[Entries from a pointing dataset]
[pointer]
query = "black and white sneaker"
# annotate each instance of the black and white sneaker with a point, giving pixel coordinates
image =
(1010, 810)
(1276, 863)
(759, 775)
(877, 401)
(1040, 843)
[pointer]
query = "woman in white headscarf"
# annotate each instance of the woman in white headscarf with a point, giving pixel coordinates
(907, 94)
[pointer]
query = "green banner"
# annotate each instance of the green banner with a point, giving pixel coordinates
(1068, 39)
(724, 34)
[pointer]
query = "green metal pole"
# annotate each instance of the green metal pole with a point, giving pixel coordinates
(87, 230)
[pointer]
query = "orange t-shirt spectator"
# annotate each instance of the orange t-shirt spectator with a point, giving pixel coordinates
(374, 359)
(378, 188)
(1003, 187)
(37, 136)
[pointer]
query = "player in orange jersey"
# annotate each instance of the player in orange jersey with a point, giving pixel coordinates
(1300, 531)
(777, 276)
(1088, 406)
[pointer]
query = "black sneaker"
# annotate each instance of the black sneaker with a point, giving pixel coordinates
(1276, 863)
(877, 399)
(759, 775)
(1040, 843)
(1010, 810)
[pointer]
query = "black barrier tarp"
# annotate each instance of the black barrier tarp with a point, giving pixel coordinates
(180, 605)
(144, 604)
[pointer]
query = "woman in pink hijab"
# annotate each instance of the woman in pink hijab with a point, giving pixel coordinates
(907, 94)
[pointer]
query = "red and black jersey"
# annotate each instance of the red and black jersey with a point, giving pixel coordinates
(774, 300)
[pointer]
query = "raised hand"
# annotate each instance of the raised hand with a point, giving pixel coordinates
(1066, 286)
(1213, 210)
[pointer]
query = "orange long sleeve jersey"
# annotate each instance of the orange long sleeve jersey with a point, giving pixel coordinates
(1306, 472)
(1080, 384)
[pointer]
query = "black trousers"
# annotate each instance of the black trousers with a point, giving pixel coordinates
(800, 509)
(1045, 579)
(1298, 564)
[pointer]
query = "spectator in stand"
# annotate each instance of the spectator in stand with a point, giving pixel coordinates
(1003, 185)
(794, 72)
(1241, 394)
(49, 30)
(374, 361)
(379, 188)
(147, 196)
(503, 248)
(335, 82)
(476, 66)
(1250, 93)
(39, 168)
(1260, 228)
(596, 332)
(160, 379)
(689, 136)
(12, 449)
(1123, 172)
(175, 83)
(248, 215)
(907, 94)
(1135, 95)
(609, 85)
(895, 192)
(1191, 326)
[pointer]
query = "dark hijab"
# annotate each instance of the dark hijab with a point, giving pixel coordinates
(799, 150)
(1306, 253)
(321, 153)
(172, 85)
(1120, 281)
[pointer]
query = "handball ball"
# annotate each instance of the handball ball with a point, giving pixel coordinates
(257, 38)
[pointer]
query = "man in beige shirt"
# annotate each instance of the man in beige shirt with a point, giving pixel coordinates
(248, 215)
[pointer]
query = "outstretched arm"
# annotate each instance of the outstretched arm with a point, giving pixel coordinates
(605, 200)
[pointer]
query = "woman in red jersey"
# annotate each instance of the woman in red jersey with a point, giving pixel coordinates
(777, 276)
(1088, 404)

→ PROBLEM DESCRIPTION:
Write out the lines above verbatim, from the first one through the line containing "(1080, 384)", including both.

→ RESULT:
[pointer]
query = "black and white sneaker"
# annotate each instance of the black and white sneaker with a point, giving pixel coordinates
image =
(1010, 810)
(1276, 863)
(759, 775)
(877, 401)
(1040, 843)
[pointer]
query = "woman in white headscarf"
# annotate each instance of the woman in white headscarf with a point, giving pixel coordinates
(907, 94)
[pointer]
query = "green banner"
# annotate each instance of the green banner with a point, giving pixel coordinates
(1068, 39)
(724, 34)
[pointer]
query = "green metal pole"
# annotate each instance of the green metal pole with a point, giving pixel coordinates
(87, 230)
[pointer]
query = "orange t-shirt spectator"
# annotate each instance of the orange t-shirt spectator with a point, giving pixel coordinates
(374, 359)
(378, 188)
(1003, 187)
(37, 136)
[pointer]
query = "player in orange jersey"
# annotate each instance of the player in orange jersey with a point, giving pixel coordinates
(1300, 531)
(777, 276)
(1088, 406)
[pointer]
query = "black sneaker"
# annotate each instance of the black sneaker with a point, giving pixel coordinates
(1276, 863)
(877, 399)
(759, 775)
(1040, 843)
(1010, 810)
[pointer]
query = "black barrier tarp"
# annotate each instance of the black barrier tarp with a point, giving pixel coordinates
(180, 605)
(144, 604)
[pointer]
query = "woman in pink hijab"
# annotate each instance of the woman in pink hijab with a point, giving pixel coordinates
(907, 94)
[pointer]
query = "red and black jersey"
# annotate each instance of the red and black jersey with a point, giving pixel coordinates
(774, 300)
[pointer]
query = "raised hand"
# annotate each instance of the raised hand with a point, giving pixel coordinates
(1066, 286)
(1213, 210)
[pointer]
query = "orange long sleeve jersey"
# annotate each instance of the orange long sleeve jersey with a point, giving pixel coordinates
(1306, 472)
(1080, 384)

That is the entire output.